Text segment:
Aristolochia californica, California Pipevine, watercolor by Lee McCaffree, © 2016, all rights reserved. This painting by Lee was part of the "Weird, Wild & Wonderful" exhibition.

Aristolochia californica, California Pipevine, watercolor by Lee McCaffree, © 2016, all rights reserved. This painting by Lee was part of the “Weird, Wild & Wonderful” exhibition.

BAGSC member Lee McCaffree will be teaching two botanical art classes in March: one about how to finish a painting; the other about how to critique a work of art (and self-critique your own).

Both classes will be held at the Los Angeles Arboretum, from 9:30 am – 3:30 pm. Each of these important subjects will be conducted in a friendly, supportive, congenial atmosphere. Participants can take one class or both!

Cost: One class: BAGSC members, $100.00/non-members, $120.00Both classes: BAGSC members, $200.00/non-members, $240.00

Maximum number of participants (in each class): 15

Saturday, March 19, 2016 A Painting! What Do You See?

We will investigate ways to critique a work of art. Personal experience shapes what we see. By using different techniques to view paintings the observer will have more ways to analyze with objective eyes. We will use many published works as well as class members’ works to practice these methods. Topics will include subject matter, botanical accuracy, painting skills, light source, color, form and compositional structure, balance and space. We will work cooperatively by sharing ideas to make this a positive experience for each artist to learn about their own work. Class time will include individual opportunities for making improvements on work in progress.

Instructions for the task: Extract the words of the class announcement from "We will investigate" to "work in progress.", keeping every character unchanged. The data after this text plays no part in anything asked here.

Entries shown:
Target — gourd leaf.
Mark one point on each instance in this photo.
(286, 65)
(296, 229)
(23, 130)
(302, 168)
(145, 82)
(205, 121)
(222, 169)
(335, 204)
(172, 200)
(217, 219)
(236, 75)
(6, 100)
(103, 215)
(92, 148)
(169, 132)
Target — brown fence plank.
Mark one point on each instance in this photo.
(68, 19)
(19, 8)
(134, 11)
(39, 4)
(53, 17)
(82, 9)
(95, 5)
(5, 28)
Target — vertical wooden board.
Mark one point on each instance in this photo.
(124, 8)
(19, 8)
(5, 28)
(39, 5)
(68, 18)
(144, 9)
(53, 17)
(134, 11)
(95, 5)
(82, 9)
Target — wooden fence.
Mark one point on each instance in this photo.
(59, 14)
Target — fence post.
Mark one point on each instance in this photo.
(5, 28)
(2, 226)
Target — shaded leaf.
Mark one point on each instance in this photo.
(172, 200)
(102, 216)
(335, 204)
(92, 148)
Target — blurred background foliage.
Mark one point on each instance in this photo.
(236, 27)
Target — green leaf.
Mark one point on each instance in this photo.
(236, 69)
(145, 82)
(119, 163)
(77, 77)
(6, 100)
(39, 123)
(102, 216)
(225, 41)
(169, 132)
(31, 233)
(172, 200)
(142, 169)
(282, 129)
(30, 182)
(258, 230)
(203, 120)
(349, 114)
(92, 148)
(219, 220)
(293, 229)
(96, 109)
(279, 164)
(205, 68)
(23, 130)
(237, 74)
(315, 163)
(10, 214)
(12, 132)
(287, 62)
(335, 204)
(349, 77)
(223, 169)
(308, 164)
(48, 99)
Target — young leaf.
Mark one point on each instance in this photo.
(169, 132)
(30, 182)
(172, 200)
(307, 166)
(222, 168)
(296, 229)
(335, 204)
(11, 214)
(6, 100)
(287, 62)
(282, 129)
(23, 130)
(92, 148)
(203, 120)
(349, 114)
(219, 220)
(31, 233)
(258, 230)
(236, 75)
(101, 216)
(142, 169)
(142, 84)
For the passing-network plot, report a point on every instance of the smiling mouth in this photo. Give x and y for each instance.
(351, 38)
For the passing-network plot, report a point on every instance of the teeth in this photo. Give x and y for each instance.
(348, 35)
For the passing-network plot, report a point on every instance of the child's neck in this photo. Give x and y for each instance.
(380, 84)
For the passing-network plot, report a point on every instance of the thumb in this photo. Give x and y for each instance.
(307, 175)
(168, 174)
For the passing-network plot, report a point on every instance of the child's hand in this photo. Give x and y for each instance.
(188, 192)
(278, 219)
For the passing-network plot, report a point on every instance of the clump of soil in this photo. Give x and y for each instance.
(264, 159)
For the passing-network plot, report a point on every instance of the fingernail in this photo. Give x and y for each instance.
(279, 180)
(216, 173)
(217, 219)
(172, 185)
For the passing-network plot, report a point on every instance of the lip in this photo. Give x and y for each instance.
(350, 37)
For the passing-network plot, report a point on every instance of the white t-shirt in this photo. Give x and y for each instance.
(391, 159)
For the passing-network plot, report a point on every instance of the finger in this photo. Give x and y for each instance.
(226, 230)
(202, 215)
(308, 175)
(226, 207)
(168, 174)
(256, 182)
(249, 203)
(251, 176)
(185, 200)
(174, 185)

Solution to this exercise:
We will investigate ways to critique a work of art. Personal experience shapes what we see. By using different techniques to view paintings the observer will have more ways to analyze with objective eyes. We will use many published works as well as class members’ works to practice these methods. Topics will include subject matter, botanical accuracy, painting skills, light source, color, form and compositional structure, balance and space. We will work cooperatively by sharing ideas to make this a positive experience for each artist to learn about their own work. Class time will include individual opportunities for making improvements on work in progress.